→ Prompt
Transcribe word for word the lines spanning the line with "Task: annotation of the cucumber" through the end of the records.

****************************************

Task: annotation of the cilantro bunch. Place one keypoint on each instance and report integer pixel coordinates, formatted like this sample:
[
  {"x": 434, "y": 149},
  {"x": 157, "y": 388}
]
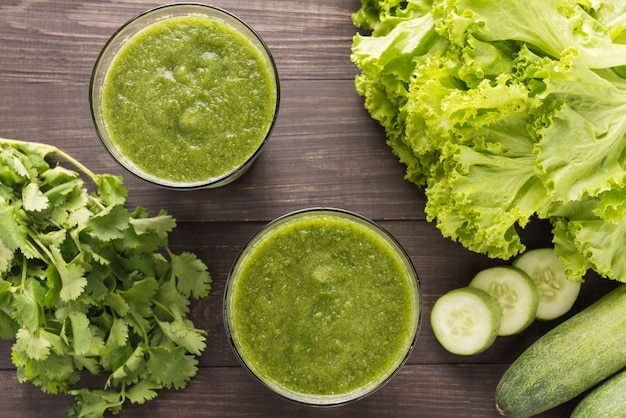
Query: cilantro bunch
[{"x": 87, "y": 286}]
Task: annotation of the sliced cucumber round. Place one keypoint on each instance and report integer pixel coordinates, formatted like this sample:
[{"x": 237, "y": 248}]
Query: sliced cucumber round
[
  {"x": 465, "y": 321},
  {"x": 557, "y": 294},
  {"x": 515, "y": 293}
]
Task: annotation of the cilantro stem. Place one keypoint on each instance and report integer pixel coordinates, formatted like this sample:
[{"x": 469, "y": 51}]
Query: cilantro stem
[{"x": 50, "y": 149}]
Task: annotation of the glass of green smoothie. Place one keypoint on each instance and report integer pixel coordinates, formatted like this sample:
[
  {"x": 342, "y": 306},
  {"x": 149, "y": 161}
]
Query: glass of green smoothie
[
  {"x": 185, "y": 96},
  {"x": 322, "y": 307}
]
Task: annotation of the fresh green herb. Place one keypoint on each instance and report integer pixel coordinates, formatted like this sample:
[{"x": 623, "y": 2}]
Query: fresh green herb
[
  {"x": 86, "y": 285},
  {"x": 506, "y": 111}
]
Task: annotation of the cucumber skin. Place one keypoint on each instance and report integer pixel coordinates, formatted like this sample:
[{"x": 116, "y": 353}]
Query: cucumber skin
[
  {"x": 607, "y": 400},
  {"x": 567, "y": 360}
]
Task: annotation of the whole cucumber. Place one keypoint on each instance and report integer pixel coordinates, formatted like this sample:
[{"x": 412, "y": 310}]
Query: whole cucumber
[
  {"x": 607, "y": 400},
  {"x": 567, "y": 360}
]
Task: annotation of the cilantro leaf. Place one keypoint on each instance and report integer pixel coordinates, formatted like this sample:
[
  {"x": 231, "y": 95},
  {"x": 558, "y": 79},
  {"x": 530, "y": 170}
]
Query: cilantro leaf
[
  {"x": 192, "y": 274},
  {"x": 142, "y": 391},
  {"x": 86, "y": 285},
  {"x": 34, "y": 199},
  {"x": 111, "y": 189},
  {"x": 171, "y": 367},
  {"x": 108, "y": 224}
]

****************************************

→ Task solution
Task: annotation of the cucumber skin. Place one keypoint on each instance and report integer pixel coordinates, formatted like this sample:
[{"x": 116, "y": 353}]
Query: cucumber skin
[
  {"x": 607, "y": 400},
  {"x": 567, "y": 360}
]
Task: annotation of the whole cucumber. Place one keypoint on each instance and report integer pixel coordinates, formatted like this sample:
[{"x": 412, "y": 310}]
Query: whole cucumber
[
  {"x": 607, "y": 400},
  {"x": 567, "y": 360}
]
Task: annotation of the cilantro leaf. Place one keypoint on each instance and report integer pixel coordinates, formatted like this sample:
[
  {"x": 231, "y": 95},
  {"x": 558, "y": 79},
  {"x": 530, "y": 170}
]
Query: cilantro leaf
[
  {"x": 192, "y": 274},
  {"x": 142, "y": 391},
  {"x": 86, "y": 285},
  {"x": 34, "y": 199},
  {"x": 111, "y": 189},
  {"x": 171, "y": 367},
  {"x": 108, "y": 224}
]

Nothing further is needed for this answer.